*Source text*
++++++++++++++++++++

The team wanted to experiment with bio-inspired algorithms (I'll explain shortly after what that is) and music proved to be a good use case. Dancers could interact with their music companion in a matter of seconds, enabling the team to apply their algorithm on the fly.
How does it work?
The Evomove system is composed of 3 units:
- a Data Acquisition unit, sensors on performers capturing position and acceleration;
- a Move Recognition unit, running the subspace clustering algorithm, which finds categories in incoming moves;
- a Sound Generation unit, controlling the music generation software Ableton Live based on the move categories found.
Where is the bio-inspired artificial intelligence?
“Bio-inspired” means studying nature and life to improve algorithms. Just as inspiration. It doesn’t mean that bio-inspired algorithms have to exactly mimic how nature works. In this case, the team took inspiration from the evolution of microorganisms.

++++++++++++++++++++

*Items*

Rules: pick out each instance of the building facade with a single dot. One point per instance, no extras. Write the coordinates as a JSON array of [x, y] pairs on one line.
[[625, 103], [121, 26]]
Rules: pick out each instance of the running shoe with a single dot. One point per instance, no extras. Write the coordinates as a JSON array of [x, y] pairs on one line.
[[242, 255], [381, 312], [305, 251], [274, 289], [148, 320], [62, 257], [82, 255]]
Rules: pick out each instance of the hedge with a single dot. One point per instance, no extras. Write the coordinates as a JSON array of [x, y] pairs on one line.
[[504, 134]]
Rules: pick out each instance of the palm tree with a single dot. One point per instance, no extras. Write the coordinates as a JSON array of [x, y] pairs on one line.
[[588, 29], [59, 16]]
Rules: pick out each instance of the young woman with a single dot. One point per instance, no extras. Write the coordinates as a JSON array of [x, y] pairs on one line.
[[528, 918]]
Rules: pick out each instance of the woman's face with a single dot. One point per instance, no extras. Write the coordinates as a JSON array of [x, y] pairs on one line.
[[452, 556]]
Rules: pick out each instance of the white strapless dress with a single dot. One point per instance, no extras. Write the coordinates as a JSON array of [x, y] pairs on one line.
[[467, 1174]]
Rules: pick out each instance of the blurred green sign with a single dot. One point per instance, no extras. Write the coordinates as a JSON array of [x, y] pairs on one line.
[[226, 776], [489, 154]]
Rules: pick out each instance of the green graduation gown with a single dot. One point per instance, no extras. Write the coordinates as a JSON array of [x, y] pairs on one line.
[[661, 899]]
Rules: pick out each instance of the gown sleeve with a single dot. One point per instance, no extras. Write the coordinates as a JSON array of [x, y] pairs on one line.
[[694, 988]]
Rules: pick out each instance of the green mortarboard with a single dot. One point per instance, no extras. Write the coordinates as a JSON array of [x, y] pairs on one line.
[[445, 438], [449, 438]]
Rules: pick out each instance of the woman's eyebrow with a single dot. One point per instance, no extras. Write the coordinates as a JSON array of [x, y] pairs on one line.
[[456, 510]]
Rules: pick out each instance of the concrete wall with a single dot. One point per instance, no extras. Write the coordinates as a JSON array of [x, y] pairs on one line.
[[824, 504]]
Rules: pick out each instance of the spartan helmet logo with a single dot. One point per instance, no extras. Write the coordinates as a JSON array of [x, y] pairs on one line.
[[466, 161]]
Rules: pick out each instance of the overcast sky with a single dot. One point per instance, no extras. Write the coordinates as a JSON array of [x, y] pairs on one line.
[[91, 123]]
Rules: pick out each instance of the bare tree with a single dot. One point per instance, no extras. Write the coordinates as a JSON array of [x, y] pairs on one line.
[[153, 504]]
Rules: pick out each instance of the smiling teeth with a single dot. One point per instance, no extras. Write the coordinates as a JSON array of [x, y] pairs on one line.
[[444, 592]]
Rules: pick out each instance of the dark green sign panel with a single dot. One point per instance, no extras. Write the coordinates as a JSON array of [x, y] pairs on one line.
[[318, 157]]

++++++++++++++++++++

*Given problem A*
Answer these questions from the Evomove excerpt:
(i) Which music generation software does the Sound Generation unit control?
(ii) What do the sensors on performers capture?
(iii) What did the team take inspiration from?
*Given problem B*
Please copy the Evomove excerpt word for word. Begin at the words "The Evomove system" and stop after "bio-inspired artificial intelligence?".
*Given problem C*
Does the Evomove excerpt support each statement? Answer yes or no, and quote the words that decide it.
(i) The Evomove system has four units.
(ii) The Move Recognition unit runs a subspace clustering algorithm.
(iii) Bio-inspired algorithms must exactly mimic how nature works.
The material has no connection to the text above it.

*Problem solution A*
(i) Ableton Live
(ii) Position and acceleration
(iii) The evolution of microorganisms

*Problem solution B*
The Evomove system is composed of 3 units:
- a Data Acquisition unit, sensors on performers capturing position and acceleration;
- a Move Recognition unit, running the subspace clustering algorithm, which finds categories in incoming moves;
- a Sound Generation unit, controlling the music generation software Ableton Live based on the move categories found.
Where is the bio-inspired artificial intelligence?

*Problem solution C*
(i) No: "The Evomove system is composed of 3 units"
(ii) Yes: "a Move Recognition unit, running the subspace clustering algorithm"
(iii) No: "It doesn’t mean that bio-inspired algorithms have to exactly mimic how nature works."